Dataset items
****

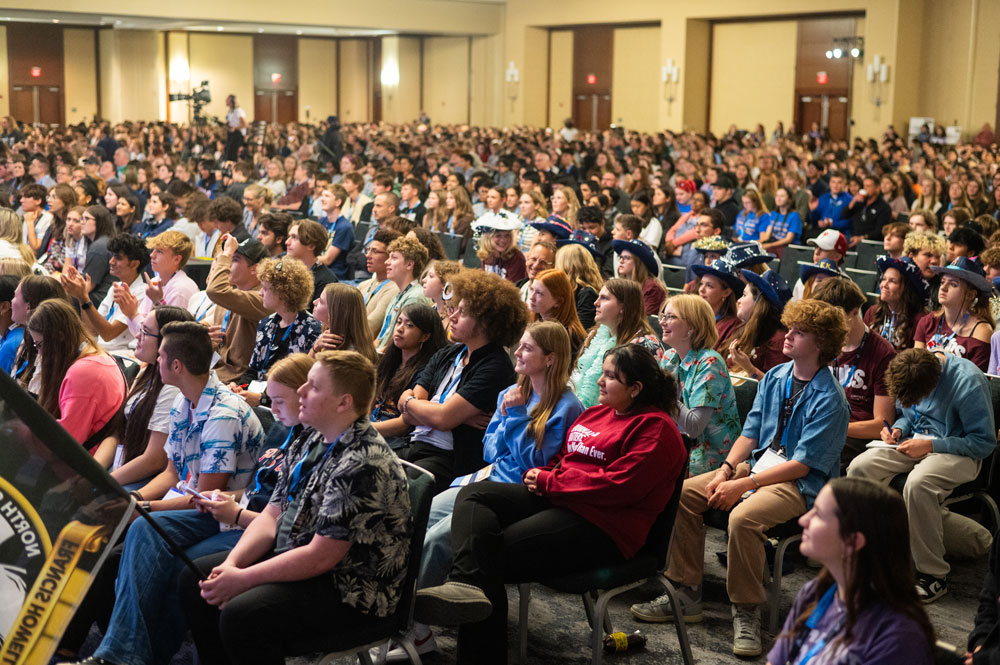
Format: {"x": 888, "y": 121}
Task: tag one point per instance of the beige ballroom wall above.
{"x": 317, "y": 79}
{"x": 752, "y": 84}
{"x": 446, "y": 79}
{"x": 636, "y": 87}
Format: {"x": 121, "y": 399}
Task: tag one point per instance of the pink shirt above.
{"x": 90, "y": 394}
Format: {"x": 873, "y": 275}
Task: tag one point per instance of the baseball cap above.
{"x": 252, "y": 250}
{"x": 830, "y": 241}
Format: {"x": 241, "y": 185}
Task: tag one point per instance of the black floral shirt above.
{"x": 355, "y": 492}
{"x": 274, "y": 342}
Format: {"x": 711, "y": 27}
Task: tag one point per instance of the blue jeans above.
{"x": 435, "y": 563}
{"x": 147, "y": 625}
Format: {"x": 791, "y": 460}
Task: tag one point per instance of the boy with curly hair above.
{"x": 790, "y": 446}
{"x": 456, "y": 392}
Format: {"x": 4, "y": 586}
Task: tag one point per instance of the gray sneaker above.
{"x": 746, "y": 631}
{"x": 659, "y": 610}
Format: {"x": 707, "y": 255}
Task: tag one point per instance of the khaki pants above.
{"x": 748, "y": 520}
{"x": 931, "y": 480}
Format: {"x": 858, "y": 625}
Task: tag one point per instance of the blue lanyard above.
{"x": 821, "y": 609}
{"x": 457, "y": 377}
{"x": 267, "y": 350}
{"x": 199, "y": 312}
{"x": 297, "y": 471}
{"x": 369, "y": 296}
{"x": 257, "y": 484}
{"x": 389, "y": 316}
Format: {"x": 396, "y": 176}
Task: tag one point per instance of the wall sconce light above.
{"x": 877, "y": 75}
{"x": 513, "y": 79}
{"x": 670, "y": 74}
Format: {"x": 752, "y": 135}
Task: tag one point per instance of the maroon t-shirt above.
{"x": 934, "y": 333}
{"x": 898, "y": 343}
{"x": 862, "y": 374}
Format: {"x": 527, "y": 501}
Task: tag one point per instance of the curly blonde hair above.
{"x": 494, "y": 302}
{"x": 822, "y": 320}
{"x": 290, "y": 280}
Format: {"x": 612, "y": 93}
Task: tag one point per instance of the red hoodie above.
{"x": 617, "y": 471}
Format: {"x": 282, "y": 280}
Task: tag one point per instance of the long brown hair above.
{"x": 565, "y": 314}
{"x": 882, "y": 571}
{"x": 35, "y": 289}
{"x": 134, "y": 433}
{"x": 349, "y": 318}
{"x": 64, "y": 341}
{"x": 551, "y": 338}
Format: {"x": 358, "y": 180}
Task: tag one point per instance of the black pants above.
{"x": 438, "y": 461}
{"x": 501, "y": 533}
{"x": 268, "y": 622}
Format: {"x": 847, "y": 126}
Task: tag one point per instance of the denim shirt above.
{"x": 816, "y": 431}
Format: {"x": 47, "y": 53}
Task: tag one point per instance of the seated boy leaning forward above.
{"x": 943, "y": 431}
{"x": 789, "y": 448}
{"x": 329, "y": 554}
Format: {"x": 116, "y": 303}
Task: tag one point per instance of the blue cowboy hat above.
{"x": 910, "y": 272}
{"x": 747, "y": 254}
{"x": 720, "y": 268}
{"x": 641, "y": 251}
{"x": 584, "y": 239}
{"x": 556, "y": 226}
{"x": 772, "y": 285}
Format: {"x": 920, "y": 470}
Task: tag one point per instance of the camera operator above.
{"x": 236, "y": 121}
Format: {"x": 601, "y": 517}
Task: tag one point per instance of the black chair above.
{"x": 866, "y": 279}
{"x": 867, "y": 251}
{"x": 790, "y": 259}
{"x": 597, "y": 587}
{"x": 673, "y": 276}
{"x": 399, "y": 625}
{"x": 361, "y": 230}
{"x": 786, "y": 535}
{"x": 452, "y": 245}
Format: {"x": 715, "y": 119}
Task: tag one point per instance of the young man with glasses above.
{"x": 378, "y": 290}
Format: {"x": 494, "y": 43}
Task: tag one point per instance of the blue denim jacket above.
{"x": 816, "y": 431}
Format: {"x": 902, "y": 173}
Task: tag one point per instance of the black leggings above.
{"x": 268, "y": 622}
{"x": 500, "y": 533}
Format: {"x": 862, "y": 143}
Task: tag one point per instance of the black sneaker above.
{"x": 931, "y": 588}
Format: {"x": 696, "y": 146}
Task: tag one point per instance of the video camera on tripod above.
{"x": 198, "y": 97}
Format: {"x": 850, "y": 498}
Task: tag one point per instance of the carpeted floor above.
{"x": 559, "y": 632}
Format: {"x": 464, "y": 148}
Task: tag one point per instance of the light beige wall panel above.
{"x": 317, "y": 79}
{"x": 752, "y": 85}
{"x": 355, "y": 84}
{"x": 226, "y": 62}
{"x": 80, "y": 72}
{"x": 4, "y": 73}
{"x": 560, "y": 77}
{"x": 446, "y": 79}
{"x": 636, "y": 87}
{"x": 487, "y": 80}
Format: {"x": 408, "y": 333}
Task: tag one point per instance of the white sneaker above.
{"x": 423, "y": 642}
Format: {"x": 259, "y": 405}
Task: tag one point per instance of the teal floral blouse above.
{"x": 704, "y": 381}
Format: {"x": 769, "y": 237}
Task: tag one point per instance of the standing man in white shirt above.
{"x": 236, "y": 120}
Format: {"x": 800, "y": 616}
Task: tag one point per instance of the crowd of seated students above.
{"x": 544, "y": 389}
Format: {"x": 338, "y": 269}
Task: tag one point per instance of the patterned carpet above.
{"x": 559, "y": 632}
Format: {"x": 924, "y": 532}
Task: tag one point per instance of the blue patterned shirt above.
{"x": 221, "y": 434}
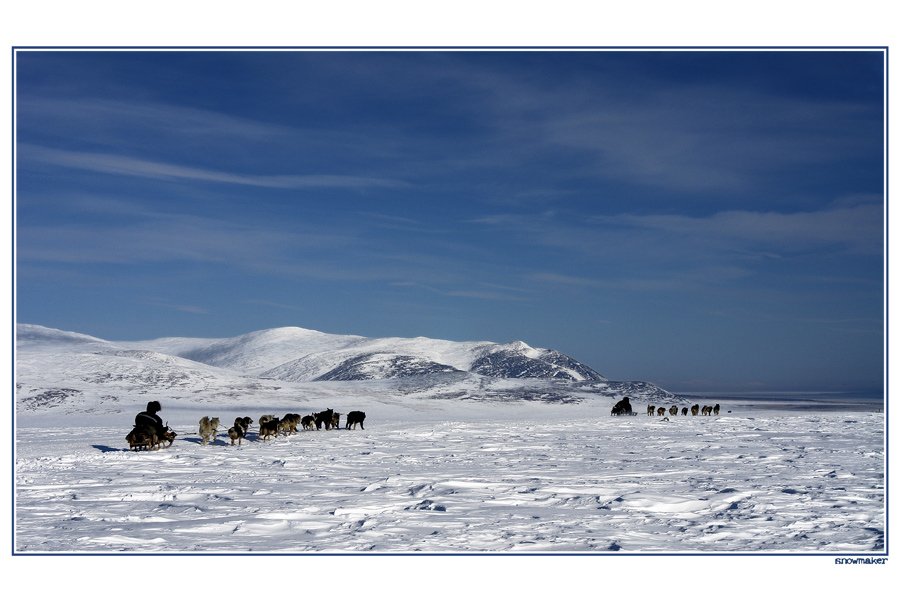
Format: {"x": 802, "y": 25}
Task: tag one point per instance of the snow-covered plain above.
{"x": 435, "y": 470}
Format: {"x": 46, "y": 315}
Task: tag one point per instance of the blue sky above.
{"x": 709, "y": 221}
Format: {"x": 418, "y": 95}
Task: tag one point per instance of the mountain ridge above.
{"x": 298, "y": 354}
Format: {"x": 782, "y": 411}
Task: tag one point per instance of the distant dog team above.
{"x": 269, "y": 426}
{"x": 673, "y": 411}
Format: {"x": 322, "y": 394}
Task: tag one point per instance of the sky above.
{"x": 707, "y": 221}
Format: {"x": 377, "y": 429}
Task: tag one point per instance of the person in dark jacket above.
{"x": 148, "y": 419}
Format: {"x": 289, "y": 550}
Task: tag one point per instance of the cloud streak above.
{"x": 134, "y": 167}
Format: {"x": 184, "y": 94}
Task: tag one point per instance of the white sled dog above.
{"x": 208, "y": 428}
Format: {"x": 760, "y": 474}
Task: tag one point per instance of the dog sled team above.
{"x": 270, "y": 425}
{"x": 623, "y": 408}
{"x": 674, "y": 410}
{"x": 149, "y": 431}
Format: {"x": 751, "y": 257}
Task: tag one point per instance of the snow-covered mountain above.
{"x": 57, "y": 369}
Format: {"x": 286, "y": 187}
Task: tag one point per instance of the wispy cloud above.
{"x": 131, "y": 166}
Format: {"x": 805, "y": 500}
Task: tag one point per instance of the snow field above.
{"x": 520, "y": 480}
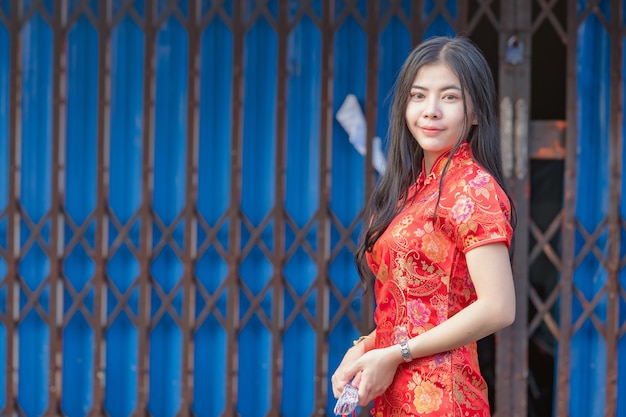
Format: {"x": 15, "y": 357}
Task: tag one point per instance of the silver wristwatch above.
{"x": 404, "y": 350}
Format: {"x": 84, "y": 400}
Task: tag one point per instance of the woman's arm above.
{"x": 361, "y": 346}
{"x": 490, "y": 270}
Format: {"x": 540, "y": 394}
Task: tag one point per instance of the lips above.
{"x": 430, "y": 130}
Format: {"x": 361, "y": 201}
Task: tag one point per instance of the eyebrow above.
{"x": 449, "y": 87}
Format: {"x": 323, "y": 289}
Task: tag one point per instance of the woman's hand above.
{"x": 340, "y": 378}
{"x": 375, "y": 371}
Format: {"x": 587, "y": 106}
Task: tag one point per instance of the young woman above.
{"x": 437, "y": 241}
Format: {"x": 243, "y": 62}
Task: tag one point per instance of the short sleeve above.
{"x": 479, "y": 212}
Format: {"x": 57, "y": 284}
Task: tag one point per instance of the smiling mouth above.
{"x": 427, "y": 129}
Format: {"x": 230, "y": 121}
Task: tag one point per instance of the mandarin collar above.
{"x": 440, "y": 163}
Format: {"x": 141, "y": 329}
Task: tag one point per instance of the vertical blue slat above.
{"x": 588, "y": 358}
{"x": 258, "y": 192}
{"x": 302, "y": 203}
{"x": 36, "y": 155}
{"x": 4, "y": 185}
{"x": 439, "y": 26}
{"x": 213, "y": 199}
{"x": 621, "y": 346}
{"x": 127, "y": 63}
{"x": 169, "y": 200}
{"x": 394, "y": 47}
{"x": 81, "y": 164}
{"x": 347, "y": 187}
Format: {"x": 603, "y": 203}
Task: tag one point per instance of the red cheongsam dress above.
{"x": 422, "y": 280}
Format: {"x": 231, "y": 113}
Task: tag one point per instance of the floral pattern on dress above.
{"x": 422, "y": 280}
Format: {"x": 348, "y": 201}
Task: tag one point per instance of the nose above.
{"x": 431, "y": 109}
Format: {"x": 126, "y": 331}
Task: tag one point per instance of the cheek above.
{"x": 410, "y": 113}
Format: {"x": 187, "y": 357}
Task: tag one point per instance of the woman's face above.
{"x": 434, "y": 114}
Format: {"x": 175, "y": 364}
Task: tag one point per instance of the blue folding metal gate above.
{"x": 179, "y": 205}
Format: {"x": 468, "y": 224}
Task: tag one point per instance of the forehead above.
{"x": 436, "y": 74}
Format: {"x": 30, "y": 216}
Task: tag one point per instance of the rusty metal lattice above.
{"x": 230, "y": 299}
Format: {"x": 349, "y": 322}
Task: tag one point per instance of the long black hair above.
{"x": 404, "y": 160}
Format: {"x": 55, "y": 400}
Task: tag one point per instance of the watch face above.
{"x": 406, "y": 353}
{"x": 347, "y": 401}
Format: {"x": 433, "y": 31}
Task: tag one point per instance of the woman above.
{"x": 437, "y": 242}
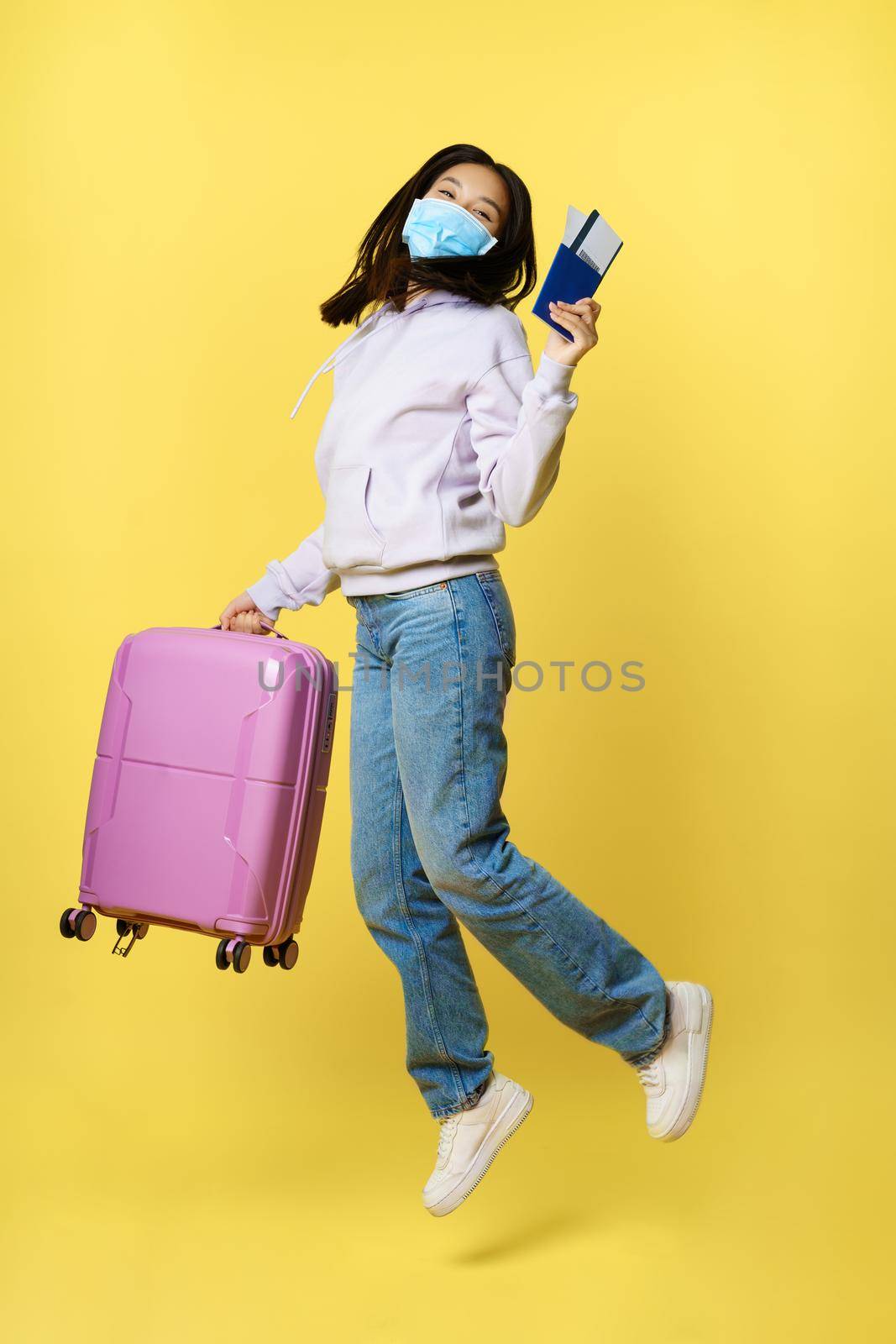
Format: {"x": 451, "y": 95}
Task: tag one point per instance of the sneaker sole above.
{"x": 684, "y": 1121}
{"x": 450, "y": 1202}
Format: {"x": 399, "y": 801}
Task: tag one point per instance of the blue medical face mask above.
{"x": 439, "y": 228}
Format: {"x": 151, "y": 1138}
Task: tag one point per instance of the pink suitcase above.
{"x": 208, "y": 790}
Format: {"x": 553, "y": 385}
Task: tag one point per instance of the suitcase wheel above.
{"x": 233, "y": 952}
{"x": 281, "y": 954}
{"x": 81, "y": 925}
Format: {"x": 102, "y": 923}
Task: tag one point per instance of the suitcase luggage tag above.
{"x": 580, "y": 262}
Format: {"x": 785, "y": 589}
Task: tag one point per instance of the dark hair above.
{"x": 385, "y": 266}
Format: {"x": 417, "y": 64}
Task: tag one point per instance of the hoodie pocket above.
{"x": 349, "y": 538}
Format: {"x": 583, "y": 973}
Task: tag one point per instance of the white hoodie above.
{"x": 438, "y": 434}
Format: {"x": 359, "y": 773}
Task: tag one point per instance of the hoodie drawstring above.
{"x": 349, "y": 342}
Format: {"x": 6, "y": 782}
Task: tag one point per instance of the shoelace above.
{"x": 448, "y": 1128}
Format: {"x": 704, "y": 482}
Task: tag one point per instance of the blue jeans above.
{"x": 430, "y": 847}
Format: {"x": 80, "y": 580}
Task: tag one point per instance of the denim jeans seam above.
{"x": 499, "y": 628}
{"x": 470, "y": 1100}
{"x": 418, "y": 941}
{"x": 497, "y": 886}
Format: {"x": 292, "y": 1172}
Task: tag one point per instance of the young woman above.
{"x": 439, "y": 433}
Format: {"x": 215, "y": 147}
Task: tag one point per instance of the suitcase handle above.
{"x": 262, "y": 620}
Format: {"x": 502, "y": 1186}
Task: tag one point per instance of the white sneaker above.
{"x": 673, "y": 1082}
{"x": 469, "y": 1140}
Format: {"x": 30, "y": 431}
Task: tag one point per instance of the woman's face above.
{"x": 477, "y": 188}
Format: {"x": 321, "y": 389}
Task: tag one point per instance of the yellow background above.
{"x": 201, "y": 1156}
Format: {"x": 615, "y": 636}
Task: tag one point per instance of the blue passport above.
{"x": 580, "y": 262}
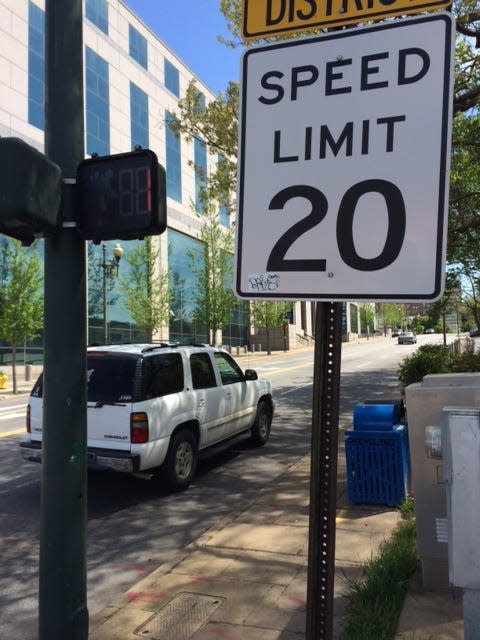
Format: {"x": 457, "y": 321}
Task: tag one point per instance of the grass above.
{"x": 376, "y": 601}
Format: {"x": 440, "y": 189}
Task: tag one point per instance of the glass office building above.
{"x": 132, "y": 85}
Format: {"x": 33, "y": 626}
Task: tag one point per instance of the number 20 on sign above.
{"x": 343, "y": 167}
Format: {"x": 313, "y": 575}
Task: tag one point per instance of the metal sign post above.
{"x": 323, "y": 477}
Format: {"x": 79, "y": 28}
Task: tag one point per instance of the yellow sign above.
{"x": 263, "y": 18}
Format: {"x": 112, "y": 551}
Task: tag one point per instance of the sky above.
{"x": 190, "y": 29}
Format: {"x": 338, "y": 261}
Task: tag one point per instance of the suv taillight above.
{"x": 138, "y": 428}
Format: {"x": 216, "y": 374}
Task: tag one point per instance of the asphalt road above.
{"x": 133, "y": 526}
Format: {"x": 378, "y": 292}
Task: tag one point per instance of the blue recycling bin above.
{"x": 377, "y": 456}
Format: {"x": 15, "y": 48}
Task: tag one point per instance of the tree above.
{"x": 268, "y": 315}
{"x": 21, "y": 311}
{"x": 147, "y": 294}
{"x": 213, "y": 298}
{"x": 96, "y": 274}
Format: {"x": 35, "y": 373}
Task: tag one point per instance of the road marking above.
{"x": 303, "y": 386}
{"x": 15, "y": 432}
{"x": 14, "y": 414}
{"x": 298, "y": 366}
{"x": 365, "y": 364}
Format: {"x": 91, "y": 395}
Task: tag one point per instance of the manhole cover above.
{"x": 180, "y": 618}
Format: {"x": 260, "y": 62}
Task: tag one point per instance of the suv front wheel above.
{"x": 261, "y": 426}
{"x": 180, "y": 464}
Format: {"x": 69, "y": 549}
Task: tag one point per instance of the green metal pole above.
{"x": 63, "y": 613}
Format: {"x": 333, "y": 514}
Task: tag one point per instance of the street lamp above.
{"x": 110, "y": 269}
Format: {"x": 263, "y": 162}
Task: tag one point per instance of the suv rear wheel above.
{"x": 180, "y": 464}
{"x": 262, "y": 424}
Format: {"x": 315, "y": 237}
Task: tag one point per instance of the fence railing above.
{"x": 24, "y": 355}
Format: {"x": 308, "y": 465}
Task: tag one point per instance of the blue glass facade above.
{"x": 200, "y": 162}
{"x": 97, "y": 102}
{"x": 138, "y": 46}
{"x": 36, "y": 66}
{"x": 97, "y": 140}
{"x": 181, "y": 250}
{"x": 97, "y": 12}
{"x": 138, "y": 117}
{"x": 174, "y": 160}
{"x": 172, "y": 78}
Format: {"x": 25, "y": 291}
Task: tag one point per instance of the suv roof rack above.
{"x": 160, "y": 345}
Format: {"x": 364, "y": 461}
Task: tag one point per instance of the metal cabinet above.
{"x": 424, "y": 402}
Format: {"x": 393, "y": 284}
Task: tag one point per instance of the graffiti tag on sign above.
{"x": 260, "y": 282}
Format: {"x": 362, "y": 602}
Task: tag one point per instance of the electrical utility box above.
{"x": 461, "y": 472}
{"x": 424, "y": 402}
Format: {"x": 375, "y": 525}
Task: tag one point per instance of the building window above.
{"x": 223, "y": 211}
{"x": 138, "y": 46}
{"x": 224, "y": 216}
{"x": 172, "y": 78}
{"x": 138, "y": 116}
{"x": 36, "y": 66}
{"x": 174, "y": 160}
{"x": 97, "y": 12}
{"x": 183, "y": 252}
{"x": 202, "y": 103}
{"x": 200, "y": 162}
{"x": 97, "y": 102}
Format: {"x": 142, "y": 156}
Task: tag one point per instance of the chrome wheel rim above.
{"x": 263, "y": 424}
{"x": 183, "y": 460}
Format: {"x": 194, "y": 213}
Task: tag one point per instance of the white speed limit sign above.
{"x": 343, "y": 167}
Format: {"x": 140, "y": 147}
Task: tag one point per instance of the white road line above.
{"x": 15, "y": 414}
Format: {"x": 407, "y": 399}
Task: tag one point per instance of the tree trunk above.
{"x": 14, "y": 368}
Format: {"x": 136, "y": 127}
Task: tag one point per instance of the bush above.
{"x": 436, "y": 358}
{"x": 429, "y": 358}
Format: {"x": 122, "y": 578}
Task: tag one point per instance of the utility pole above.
{"x": 63, "y": 613}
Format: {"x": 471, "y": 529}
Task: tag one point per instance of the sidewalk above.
{"x": 245, "y": 578}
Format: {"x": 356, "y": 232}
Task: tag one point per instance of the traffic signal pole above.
{"x": 63, "y": 613}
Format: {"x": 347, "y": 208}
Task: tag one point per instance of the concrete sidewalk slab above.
{"x": 253, "y": 565}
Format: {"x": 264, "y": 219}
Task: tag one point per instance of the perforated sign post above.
{"x": 343, "y": 168}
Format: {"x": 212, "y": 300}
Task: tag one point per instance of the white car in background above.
{"x": 156, "y": 408}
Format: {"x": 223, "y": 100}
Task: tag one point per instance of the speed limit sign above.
{"x": 343, "y": 167}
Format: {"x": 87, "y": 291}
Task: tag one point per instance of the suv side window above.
{"x": 203, "y": 375}
{"x": 163, "y": 375}
{"x": 229, "y": 370}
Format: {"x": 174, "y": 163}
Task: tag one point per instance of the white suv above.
{"x": 156, "y": 408}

****

* STATED GOAL *
How many lines of the material above contain the string "shirt"? Count only matches with the same capitalization, and reply with the number alone.

* RESPONSE BELOW *
6